## Activity
In the material below, find each line with the word "framed" and copy it.

## Provided data
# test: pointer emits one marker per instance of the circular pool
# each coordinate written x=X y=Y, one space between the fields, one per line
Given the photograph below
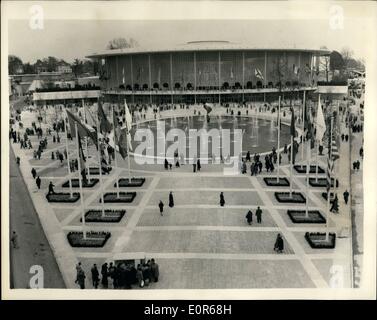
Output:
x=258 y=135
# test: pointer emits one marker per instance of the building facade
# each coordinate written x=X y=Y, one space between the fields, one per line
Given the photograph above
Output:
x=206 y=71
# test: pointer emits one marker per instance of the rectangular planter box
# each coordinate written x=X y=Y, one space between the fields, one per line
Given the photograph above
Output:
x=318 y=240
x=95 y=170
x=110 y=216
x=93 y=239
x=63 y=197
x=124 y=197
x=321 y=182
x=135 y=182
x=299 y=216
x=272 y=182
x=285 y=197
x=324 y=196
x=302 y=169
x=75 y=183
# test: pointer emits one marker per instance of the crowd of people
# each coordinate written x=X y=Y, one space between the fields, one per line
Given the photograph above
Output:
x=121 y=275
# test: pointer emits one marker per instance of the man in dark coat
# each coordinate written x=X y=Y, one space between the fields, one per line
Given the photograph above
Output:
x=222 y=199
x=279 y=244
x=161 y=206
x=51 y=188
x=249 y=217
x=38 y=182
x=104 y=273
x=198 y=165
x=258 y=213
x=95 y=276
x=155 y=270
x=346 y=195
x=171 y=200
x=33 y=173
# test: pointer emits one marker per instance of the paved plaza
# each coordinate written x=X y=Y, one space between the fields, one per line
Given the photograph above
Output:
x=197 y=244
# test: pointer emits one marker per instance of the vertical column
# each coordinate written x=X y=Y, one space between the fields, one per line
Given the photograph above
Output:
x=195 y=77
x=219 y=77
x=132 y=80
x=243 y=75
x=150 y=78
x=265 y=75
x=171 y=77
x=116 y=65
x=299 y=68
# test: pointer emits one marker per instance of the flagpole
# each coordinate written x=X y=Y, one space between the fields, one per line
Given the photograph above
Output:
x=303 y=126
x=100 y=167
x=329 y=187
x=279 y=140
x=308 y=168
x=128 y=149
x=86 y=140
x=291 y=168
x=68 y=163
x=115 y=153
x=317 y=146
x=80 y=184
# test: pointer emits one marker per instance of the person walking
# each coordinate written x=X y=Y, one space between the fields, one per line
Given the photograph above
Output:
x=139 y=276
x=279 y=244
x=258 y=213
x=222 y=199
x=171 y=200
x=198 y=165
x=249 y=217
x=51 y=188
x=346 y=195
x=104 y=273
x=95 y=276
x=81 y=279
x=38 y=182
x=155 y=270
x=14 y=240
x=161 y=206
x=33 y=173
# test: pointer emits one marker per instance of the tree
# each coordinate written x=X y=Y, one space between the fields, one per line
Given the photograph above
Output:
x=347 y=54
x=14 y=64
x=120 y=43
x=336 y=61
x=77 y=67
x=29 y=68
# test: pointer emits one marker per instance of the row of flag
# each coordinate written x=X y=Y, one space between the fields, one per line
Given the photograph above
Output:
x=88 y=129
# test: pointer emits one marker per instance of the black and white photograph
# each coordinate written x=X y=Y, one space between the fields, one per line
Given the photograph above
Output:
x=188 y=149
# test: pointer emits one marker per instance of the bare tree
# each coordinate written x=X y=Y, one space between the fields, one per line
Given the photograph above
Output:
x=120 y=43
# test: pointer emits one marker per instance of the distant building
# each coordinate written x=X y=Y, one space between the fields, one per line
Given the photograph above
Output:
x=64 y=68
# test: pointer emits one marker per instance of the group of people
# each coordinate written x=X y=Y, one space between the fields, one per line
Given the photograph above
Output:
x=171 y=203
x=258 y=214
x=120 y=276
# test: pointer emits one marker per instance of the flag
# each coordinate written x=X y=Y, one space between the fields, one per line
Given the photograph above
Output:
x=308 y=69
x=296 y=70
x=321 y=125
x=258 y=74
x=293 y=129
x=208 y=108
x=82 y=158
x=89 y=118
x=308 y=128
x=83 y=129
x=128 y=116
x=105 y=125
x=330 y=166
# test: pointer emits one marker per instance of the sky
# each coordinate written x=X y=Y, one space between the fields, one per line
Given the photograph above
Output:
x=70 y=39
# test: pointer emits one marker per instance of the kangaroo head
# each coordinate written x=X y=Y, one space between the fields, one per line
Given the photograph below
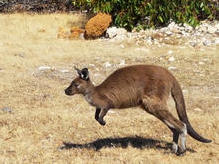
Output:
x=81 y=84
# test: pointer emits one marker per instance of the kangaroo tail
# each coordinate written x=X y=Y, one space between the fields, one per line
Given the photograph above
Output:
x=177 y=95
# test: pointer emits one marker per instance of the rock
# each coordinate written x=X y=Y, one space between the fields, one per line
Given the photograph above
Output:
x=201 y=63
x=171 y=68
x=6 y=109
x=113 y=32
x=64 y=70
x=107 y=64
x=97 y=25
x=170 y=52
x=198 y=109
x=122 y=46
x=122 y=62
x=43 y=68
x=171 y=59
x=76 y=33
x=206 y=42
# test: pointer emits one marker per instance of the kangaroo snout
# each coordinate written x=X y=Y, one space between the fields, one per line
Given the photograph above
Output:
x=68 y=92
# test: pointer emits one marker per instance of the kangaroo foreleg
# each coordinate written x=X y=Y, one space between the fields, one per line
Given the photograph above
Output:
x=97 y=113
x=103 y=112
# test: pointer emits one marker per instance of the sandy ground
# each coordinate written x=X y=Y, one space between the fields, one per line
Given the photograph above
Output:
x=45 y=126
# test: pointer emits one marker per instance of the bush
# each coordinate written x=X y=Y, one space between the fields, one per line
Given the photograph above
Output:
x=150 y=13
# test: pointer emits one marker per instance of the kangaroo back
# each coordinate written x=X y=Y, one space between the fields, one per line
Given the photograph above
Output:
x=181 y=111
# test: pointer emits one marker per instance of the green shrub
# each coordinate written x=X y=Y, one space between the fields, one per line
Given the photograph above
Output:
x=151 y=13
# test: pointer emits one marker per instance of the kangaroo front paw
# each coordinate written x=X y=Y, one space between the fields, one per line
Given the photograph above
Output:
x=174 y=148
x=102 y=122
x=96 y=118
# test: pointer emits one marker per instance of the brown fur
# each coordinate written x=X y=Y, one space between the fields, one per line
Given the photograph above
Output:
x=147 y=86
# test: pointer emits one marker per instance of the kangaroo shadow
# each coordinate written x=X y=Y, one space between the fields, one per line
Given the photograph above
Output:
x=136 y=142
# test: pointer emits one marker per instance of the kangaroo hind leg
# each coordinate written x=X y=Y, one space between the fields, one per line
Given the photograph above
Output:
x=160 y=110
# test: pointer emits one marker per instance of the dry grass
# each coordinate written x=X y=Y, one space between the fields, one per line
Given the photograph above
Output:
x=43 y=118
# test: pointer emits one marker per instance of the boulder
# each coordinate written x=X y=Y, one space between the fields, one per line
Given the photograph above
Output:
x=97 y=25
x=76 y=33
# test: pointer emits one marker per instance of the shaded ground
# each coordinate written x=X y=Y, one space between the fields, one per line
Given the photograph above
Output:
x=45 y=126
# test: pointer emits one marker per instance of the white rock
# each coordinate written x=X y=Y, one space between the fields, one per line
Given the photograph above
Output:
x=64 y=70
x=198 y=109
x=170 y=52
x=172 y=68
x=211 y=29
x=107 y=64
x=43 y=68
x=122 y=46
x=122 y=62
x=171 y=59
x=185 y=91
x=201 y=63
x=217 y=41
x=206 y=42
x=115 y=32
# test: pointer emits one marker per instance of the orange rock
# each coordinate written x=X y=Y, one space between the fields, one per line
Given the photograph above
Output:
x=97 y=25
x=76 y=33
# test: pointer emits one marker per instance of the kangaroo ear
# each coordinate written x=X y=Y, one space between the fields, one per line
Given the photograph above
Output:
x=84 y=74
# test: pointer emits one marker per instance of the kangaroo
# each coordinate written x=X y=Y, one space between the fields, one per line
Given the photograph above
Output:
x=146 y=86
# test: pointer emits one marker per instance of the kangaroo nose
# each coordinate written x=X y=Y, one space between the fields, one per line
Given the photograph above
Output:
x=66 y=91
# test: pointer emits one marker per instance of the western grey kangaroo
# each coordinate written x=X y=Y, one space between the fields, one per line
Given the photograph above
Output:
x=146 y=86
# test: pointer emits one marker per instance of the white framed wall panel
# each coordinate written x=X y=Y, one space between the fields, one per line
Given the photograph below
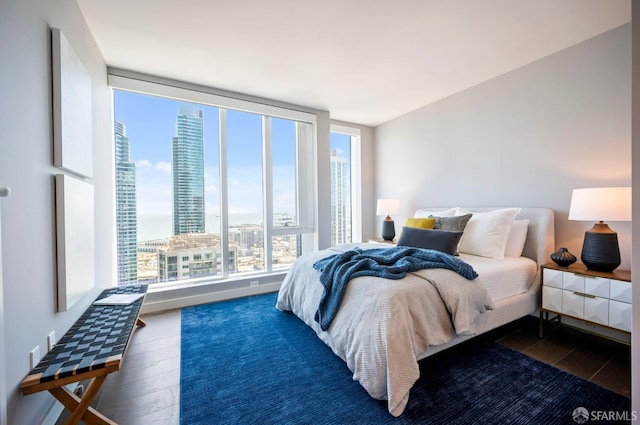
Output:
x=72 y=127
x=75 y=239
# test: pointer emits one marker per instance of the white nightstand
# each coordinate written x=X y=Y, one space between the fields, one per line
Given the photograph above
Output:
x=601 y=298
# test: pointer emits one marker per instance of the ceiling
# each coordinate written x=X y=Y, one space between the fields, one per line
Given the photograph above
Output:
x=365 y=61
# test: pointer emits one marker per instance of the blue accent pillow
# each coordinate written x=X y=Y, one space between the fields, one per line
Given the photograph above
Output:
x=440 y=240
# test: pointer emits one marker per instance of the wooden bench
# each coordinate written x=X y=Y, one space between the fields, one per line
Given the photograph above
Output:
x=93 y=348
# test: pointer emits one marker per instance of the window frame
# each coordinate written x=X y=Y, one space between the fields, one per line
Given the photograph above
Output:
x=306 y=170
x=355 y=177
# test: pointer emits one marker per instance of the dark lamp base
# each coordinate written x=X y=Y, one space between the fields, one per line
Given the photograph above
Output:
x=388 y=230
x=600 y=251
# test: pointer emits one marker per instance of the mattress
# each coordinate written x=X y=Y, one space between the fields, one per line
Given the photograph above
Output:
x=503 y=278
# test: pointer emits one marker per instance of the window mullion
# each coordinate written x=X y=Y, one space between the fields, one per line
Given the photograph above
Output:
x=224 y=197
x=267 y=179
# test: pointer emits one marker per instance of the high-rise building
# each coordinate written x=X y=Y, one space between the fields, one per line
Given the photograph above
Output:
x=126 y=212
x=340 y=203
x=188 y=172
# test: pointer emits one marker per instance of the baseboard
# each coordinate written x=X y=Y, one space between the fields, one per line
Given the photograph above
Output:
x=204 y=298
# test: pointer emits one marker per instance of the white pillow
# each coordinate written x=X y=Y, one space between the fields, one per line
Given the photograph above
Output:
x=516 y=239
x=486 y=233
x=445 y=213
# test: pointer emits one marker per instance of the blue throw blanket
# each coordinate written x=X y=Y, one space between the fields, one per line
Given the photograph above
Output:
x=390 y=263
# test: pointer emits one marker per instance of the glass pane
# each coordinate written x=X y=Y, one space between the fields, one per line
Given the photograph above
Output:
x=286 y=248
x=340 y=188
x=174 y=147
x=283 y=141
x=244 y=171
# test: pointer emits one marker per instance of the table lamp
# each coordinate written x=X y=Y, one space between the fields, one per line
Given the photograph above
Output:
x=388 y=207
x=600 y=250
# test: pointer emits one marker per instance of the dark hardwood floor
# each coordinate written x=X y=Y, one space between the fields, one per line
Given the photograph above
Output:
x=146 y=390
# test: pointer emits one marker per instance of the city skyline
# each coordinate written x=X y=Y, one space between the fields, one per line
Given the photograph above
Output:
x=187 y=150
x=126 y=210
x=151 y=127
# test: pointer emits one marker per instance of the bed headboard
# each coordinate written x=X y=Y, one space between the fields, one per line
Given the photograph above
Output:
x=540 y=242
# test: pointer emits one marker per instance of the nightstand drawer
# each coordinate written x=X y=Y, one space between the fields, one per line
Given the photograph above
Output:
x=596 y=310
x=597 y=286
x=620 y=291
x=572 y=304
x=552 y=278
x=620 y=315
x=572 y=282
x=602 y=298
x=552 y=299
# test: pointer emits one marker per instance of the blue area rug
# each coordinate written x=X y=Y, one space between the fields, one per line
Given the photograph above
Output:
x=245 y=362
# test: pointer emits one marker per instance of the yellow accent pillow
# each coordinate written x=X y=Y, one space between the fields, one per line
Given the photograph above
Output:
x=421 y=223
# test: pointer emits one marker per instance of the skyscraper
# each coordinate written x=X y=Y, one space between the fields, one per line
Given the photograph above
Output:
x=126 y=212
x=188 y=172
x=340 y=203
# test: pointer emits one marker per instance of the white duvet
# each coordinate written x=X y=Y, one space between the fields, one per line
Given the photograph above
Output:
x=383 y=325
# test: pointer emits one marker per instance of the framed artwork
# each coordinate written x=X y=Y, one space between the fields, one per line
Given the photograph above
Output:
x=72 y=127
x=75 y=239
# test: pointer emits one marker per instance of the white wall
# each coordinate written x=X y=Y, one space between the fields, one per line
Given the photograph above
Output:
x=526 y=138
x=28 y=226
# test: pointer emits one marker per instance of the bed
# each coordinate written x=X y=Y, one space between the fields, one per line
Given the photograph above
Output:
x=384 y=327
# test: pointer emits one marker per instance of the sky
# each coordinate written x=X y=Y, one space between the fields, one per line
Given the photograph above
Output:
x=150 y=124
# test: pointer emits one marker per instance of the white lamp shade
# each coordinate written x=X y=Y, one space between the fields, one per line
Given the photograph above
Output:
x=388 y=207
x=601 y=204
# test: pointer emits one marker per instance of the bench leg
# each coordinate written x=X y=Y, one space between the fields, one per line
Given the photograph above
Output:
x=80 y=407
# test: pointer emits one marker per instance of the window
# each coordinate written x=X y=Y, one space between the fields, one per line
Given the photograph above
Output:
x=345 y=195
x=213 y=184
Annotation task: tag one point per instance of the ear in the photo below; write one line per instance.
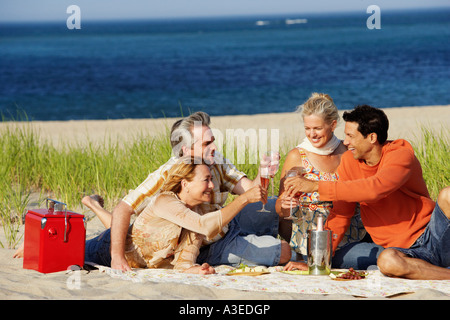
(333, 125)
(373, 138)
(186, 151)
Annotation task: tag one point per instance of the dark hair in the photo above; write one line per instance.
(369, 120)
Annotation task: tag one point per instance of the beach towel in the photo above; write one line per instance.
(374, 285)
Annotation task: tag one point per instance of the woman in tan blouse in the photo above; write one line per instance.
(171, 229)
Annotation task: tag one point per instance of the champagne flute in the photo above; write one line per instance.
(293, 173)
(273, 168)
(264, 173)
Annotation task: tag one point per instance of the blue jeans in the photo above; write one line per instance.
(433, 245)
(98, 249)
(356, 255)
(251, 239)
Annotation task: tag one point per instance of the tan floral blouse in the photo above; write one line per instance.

## Final answer
# test: pointer emits one marker per instance of the white framed wall panel
# test: pointer emits one marker per instance of the framed artwork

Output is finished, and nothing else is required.